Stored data
------------------------------------

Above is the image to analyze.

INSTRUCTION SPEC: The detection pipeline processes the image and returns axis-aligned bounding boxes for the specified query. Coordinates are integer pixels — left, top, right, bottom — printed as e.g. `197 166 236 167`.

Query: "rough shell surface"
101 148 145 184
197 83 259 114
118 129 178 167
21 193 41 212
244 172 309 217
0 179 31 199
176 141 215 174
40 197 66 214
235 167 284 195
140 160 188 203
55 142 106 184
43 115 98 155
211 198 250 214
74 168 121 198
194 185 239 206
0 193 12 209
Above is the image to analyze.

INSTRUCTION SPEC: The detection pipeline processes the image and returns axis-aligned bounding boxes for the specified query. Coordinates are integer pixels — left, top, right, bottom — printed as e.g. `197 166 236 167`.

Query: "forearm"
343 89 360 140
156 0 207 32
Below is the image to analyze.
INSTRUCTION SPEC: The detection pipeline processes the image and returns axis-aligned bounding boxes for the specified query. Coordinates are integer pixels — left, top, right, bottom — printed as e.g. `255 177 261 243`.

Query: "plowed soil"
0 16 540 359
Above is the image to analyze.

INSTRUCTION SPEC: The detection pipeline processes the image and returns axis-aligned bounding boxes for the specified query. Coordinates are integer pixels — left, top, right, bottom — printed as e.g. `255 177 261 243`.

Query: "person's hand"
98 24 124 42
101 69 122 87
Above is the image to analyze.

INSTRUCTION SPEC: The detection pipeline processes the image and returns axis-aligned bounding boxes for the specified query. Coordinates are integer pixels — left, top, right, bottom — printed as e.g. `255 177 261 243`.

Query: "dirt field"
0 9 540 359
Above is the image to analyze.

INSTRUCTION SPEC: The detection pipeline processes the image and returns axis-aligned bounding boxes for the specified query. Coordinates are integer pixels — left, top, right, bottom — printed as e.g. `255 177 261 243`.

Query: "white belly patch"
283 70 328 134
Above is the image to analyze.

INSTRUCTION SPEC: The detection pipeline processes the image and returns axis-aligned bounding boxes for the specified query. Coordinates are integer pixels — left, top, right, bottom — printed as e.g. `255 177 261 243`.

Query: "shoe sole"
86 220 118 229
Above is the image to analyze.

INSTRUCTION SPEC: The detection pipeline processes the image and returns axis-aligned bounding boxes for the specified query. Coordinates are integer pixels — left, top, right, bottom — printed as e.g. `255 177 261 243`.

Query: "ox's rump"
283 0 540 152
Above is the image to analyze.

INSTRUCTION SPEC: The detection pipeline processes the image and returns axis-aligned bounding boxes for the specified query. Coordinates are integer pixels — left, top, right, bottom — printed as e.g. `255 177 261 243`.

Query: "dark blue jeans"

------------------------------------

## Written task
Rewrite every line of the items above, switching "detection pipeline" to "detection system" and leaving everything else as it is.

## Solution to the exercise
Above is the image to analyze.

INSTRUCTION SPEC: The detection system processes the image and returns axis-aligned bounding boxes for the specified query. Coordinates are integer pixels — left, top, right, bottom — printed as e.g. `197 166 236 167`.

Query: "rough shell surface"
101 148 145 184
197 83 259 114
118 129 178 167
21 193 41 212
244 172 309 217
0 179 31 199
176 141 215 174
40 197 66 214
235 167 284 195
140 160 188 203
55 142 106 184
43 115 98 155
211 198 250 214
74 168 121 198
194 185 239 206
0 193 12 209
Above is the image to analyze.

INSTRUCTION SPEC: The detection system processes the image and returns axis-aligned bounding boxes for the specified query. Coordinates are integer pixels — left, top, right, bottom — printed as e.g. `197 166 236 167`.

Query: "forearm"
343 89 360 140
156 0 207 32
Below is the image to analyze.
INSTRUCTION SPEC: The detection system processes the image and returns axis-aligned bounding boxes for the specified query. Coordinates are integer pixels — left, top, right, bottom — printed as e.g. `255 177 261 243`.

Query: "plowed soil"
0 16 540 359
Above is the image to analyze.

INSTRUCTION SPEC: The detection system processes the image and returns axis-aligned bounding boxes for the specified query. Coordinates are integer pixels — left, top, right, bottom — printed as e.g. `255 177 261 243`.

Query: "person's hand"
98 24 124 42
101 69 122 87
Above is the image to analyze.

INSTRUCTION SPEC: The detection system processes the image and returns axis-aligned bounding boxes for the specified query. Coordinates are integer pixels — left, top, right, bottom — printed as e.g. `255 177 261 243`.

Query: "dirt field"
0 9 540 359
Above is the image to analyze.

INSTRUCTION SPEC: The detection system processes the image and returns axis-aligned bounding boxes for the specified query. Coordinates are integer pixels — left, top, right, bottom — printed as e.g. `255 177 261 243`.

Query: "white belly patch"
283 70 328 134
Above is the image to analyze.

INSTRUCTION SPEC: The detection system processes the image and returns axis-aligned bounding boxes for the specified query. Coordinates are integer pixels — left, top, right, bottom — printed as e.g. `255 177 261 243`.

Query: "shoe sole"
86 220 118 229
Above is the image to analyze.

INSTRUCTION SPEC: The detection system processes the image and returns axis-aligned bounding boxes for the specified query. Coordinates are integer pixels — left, top, right, bottom — printed as e.g. `255 177 261 243`.

Query: "ox's rump"
283 0 540 152
Above is the image to analyze.

INSTRUCTION SPEC: The detection system processes the image and returns axis-aligned bounding boxes for the specified query. Coordinates are integer pixels — left, top, right, bottom — printed as e.g. `255 177 261 243`.

Query: "dark blue jeans"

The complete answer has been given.